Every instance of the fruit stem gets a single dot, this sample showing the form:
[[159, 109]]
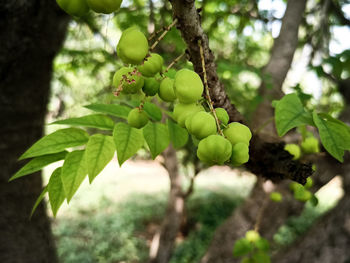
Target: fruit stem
[[174, 62], [207, 93], [166, 30]]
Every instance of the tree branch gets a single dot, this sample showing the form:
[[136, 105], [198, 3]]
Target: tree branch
[[267, 159]]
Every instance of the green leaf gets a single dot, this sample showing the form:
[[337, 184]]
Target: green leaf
[[153, 111], [94, 121], [127, 141], [56, 191], [335, 136], [261, 257], [111, 109], [157, 137], [38, 201], [290, 113], [38, 163], [99, 151], [57, 142], [242, 247], [178, 135], [73, 173]]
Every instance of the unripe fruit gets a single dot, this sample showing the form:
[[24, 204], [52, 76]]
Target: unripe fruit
[[151, 86], [188, 86], [166, 90], [222, 115], [310, 145], [132, 47], [214, 149], [137, 118], [74, 7], [130, 80], [104, 6], [302, 194], [202, 124], [293, 149], [152, 65], [183, 111], [276, 197], [237, 132], [240, 153], [252, 236]]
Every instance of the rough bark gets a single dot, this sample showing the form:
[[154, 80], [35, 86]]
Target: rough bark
[[31, 33], [245, 216], [189, 23], [164, 241]]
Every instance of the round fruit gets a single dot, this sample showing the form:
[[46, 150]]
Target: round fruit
[[137, 118], [183, 111], [222, 115], [237, 132], [151, 86], [294, 150], [214, 149], [188, 86], [74, 7], [240, 153], [202, 124], [252, 236], [152, 65], [132, 47], [130, 80], [166, 90], [310, 145], [104, 6], [276, 197], [302, 194]]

> [Written problem]
Reproduce the items from the line containing "Every instance of the rough" through the last line of the items, substituting "tree bark" for "rough bark" and keeping everything else the same.

> [Answer to this task]
Every instance of the tree bark gets a single dot, this sample showing the form:
[[154, 80], [35, 86]]
Target: tree bark
[[31, 33], [245, 216], [189, 23], [164, 241]]
Every instance of the round fruit gets a single dot, this sample showing the form:
[[46, 150]]
Target: round fruit
[[137, 118], [183, 111], [222, 115], [237, 132], [151, 86], [294, 150], [214, 149], [188, 86], [74, 7], [240, 153], [202, 124], [252, 236], [152, 65], [132, 47], [130, 80], [166, 90], [310, 145], [104, 6], [276, 197], [302, 194]]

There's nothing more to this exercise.